*Instructions for the task:*
Write out, precisely and in full, each line of the material.

*Materials provided:*
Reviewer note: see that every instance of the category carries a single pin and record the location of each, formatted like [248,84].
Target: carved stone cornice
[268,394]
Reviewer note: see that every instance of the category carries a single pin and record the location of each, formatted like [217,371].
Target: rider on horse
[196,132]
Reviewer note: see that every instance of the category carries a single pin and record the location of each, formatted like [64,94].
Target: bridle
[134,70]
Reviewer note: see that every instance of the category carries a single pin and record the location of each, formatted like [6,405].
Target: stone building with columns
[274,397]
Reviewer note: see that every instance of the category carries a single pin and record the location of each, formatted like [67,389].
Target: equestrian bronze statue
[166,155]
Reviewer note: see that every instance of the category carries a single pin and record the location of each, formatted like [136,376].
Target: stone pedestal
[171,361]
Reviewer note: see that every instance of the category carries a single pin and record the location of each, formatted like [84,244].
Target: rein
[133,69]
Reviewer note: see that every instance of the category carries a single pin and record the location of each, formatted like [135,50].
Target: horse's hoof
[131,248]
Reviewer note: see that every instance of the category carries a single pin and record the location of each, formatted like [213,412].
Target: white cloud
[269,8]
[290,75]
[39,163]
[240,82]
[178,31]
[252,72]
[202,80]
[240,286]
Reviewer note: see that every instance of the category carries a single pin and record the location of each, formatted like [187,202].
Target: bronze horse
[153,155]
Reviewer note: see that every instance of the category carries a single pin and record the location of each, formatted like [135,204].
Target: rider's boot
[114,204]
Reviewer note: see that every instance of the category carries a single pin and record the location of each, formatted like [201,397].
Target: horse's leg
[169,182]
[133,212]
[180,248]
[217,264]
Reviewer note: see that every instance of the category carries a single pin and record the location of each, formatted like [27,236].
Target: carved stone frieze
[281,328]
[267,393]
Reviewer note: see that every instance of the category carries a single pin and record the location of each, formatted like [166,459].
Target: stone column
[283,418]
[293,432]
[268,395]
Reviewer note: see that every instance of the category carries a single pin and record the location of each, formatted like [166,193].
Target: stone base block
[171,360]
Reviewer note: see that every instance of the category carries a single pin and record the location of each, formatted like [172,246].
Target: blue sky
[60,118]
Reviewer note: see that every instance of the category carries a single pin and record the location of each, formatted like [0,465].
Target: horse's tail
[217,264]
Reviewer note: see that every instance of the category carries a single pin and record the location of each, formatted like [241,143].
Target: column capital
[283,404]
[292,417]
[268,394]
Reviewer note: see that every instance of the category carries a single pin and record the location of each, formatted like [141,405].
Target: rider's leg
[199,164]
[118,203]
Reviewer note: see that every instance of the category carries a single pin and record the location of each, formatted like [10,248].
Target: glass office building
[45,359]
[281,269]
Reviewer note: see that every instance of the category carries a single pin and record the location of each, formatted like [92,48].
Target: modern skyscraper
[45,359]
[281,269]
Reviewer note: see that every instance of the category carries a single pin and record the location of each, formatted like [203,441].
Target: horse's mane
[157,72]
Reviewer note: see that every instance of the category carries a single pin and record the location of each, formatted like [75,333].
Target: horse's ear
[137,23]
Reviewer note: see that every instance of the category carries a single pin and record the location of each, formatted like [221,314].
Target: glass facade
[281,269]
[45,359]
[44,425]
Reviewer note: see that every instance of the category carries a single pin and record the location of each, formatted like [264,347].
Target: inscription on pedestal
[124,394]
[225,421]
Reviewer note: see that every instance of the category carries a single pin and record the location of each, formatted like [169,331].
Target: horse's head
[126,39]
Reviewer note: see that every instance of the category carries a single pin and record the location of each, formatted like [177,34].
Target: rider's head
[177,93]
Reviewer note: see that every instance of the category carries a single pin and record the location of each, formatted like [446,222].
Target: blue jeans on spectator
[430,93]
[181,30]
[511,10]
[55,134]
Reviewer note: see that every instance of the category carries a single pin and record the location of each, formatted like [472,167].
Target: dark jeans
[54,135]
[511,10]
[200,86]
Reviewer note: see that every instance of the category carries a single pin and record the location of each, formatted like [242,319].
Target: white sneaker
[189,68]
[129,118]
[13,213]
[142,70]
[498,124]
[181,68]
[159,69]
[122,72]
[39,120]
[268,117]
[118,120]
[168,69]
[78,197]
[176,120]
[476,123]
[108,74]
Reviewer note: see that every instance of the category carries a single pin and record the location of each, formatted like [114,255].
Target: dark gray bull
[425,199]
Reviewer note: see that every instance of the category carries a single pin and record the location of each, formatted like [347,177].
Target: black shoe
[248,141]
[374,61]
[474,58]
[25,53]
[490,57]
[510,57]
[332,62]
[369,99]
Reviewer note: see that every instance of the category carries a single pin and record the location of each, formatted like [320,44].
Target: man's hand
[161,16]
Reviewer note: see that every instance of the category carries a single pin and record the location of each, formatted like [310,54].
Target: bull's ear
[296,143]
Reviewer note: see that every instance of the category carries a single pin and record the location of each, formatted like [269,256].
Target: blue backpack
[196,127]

*Solution below:*
Reviewer note: see that every instance of the category carries a single pin and record the location of each, formatted like [248,84].
Target: carved stone cornice
[268,394]
Reviewer note: see that every instance of the category carries a single pin and record the location of each, formatted like [217,371].
Target: rider on horse
[196,132]
Reviewer note: see that every instance of the category carries a single pin and record the location of each, formatted like [64,94].
Target: bridle
[134,70]
Reviewer note: see that every instance of the category carries a single pin and record the location of each, formatted like [6,405].
Target: stone building with columns
[274,397]
Reviewer note: see that every instance of the category carries a single pin and record the location of each, formatted like [67,389].
Target: equestrian bronze statue
[166,155]
Reviewer note: see that every instance of the category carries a single pin and record the location of each, formatted like [136,376].
Target: stone pedestal
[171,361]
Reviewer note: see that every instance of the category carries a single pin and record the location of each, formatted like [84,244].
Target: rein
[133,69]
Reviewer note: see that every instance of the category carries a single pin and record the location of each, formatted like [135,50].
Target: horse's hoof
[131,248]
Reviewer note: see that every instance of the category carries a single pin and record the location of each, formatted like [213,412].
Target: white cloud
[269,8]
[290,75]
[39,163]
[240,82]
[178,31]
[252,72]
[202,80]
[240,286]
Reviewer note: see that every instance of the category carries a single pin and record the location of each, formatted like [187,202].
Target: bronze horse
[153,155]
Reviewer note: see that every instance of the category carries a single pin and record the location of each, formatted like [135,204].
Target: rider's boot
[114,204]
Reviewer note: see that every instance of the category carries a single pin and record the location of each, formatted like [201,397].
Target: horse's leg
[169,182]
[133,212]
[180,248]
[217,264]
Reviewer note: see that every instance of the category carries a single pin and record the location of each, formatted like [27,236].
Target: carved stone frieze
[281,328]
[267,393]
Reviewer note: see that every instance of the category carries a single pin and record the location of each, formatted like [166,459].
Target: stone column
[283,418]
[293,432]
[268,395]
Reviewer note: see that every instance of the category carries a single pin and record the location of each, formatted like [166,193].
Target: stone base block
[171,360]
Reviewer note: see that every instance of the category carries a single pin and record the location of each, formatted like [172,246].
Target: blue sky
[60,118]
Reviewer note: see that every instance of the category carries a single pin and record the location of each, formatted like [0,465].
Target: horse's tail
[217,264]
Reviewer note: see that every instance of the category carries a single pin and record the location of each, formatted like [241,143].
Target: column capital
[283,404]
[292,417]
[268,394]
Reviewer note: see that every instance of the category carries a single pin and record the location of each, formatted like [141,405].
Target: rider's leg
[199,164]
[118,203]
Reviewer note: see that every instance of the category carries a single pin and record the location of each, formatted like [10,248].
Target: glass office building
[45,359]
[281,269]
Reviewer note: see that every instance of the category carries a single pin and record the location of each, formatted like [92,48].
Target: modern skyscraper
[45,359]
[281,269]
Reviewer note: see that every instance of the category carries a single pin and record the location of each, formatted like [203,441].
Target: horse's mane
[157,72]
Reviewer note: see that every instance of the category carries a single pin and record the location of each, formatted like [75,333].
Target: horse's ear
[137,23]
Reviewer note: see that every instance of the category carries a single pin and record the location of each, formatted like [221,314].
Target: glass facade
[281,269]
[45,359]
[44,425]
Reviewer note: see that every instance of the category carries a single pin and record the location of each, formatted like [264,347].
Target: inscription on pedestal
[124,394]
[225,421]
Reviewer note: see that every instance of the category carries a single pin and record the location of each, formatted like [169,331].
Target: horse's head
[126,39]
Reviewer note: see that every instance of the category carries a single pin and record the location of each, formatted like [177,34].
Target: rider's head
[177,93]
Reviewer note: see that every instance of the category carries a single pin and record the location of each, formatted like [446,222].
Target: blue jeans on spectator
[430,93]
[181,30]
[511,10]
[55,134]
Reviewer note: see that every instance of the category carries a single pin and record the location of each, formatted like [472,167].
Target: dark jeans
[54,135]
[511,10]
[200,86]
Reviewer note: see that every instance of the category carries a single pin and record the location of each, formatted like [242,319].
Target: white sneaker
[189,68]
[129,118]
[13,213]
[142,70]
[498,124]
[181,68]
[159,69]
[122,72]
[39,120]
[268,117]
[118,120]
[168,69]
[78,197]
[176,120]
[476,123]
[108,74]
Reviewer note: see that every instance of the category carries a single pin and record the location of each, formatted like [114,255].
Target: dark gray bull
[425,199]
Reviewer note: see that every instance of the category carries a single pin and record the location of each, formatted like [347,177].
Target: black shoe
[248,141]
[374,61]
[474,58]
[25,53]
[490,57]
[510,57]
[332,62]
[369,99]
Reviewer note: see that every instance of the category carries a single pin and record the location of each, formatted like [320,44].
Target: man's hand
[161,16]
Reviewer note: see that every instance of the category carries a single pin and record the location of each, formatted like [310,54].
Target: bull's ear
[296,143]
Reviewer note: see that every instance of the category carries a single pin and record the location of each, formatted like [269,256].
Target: blue backpack
[196,127]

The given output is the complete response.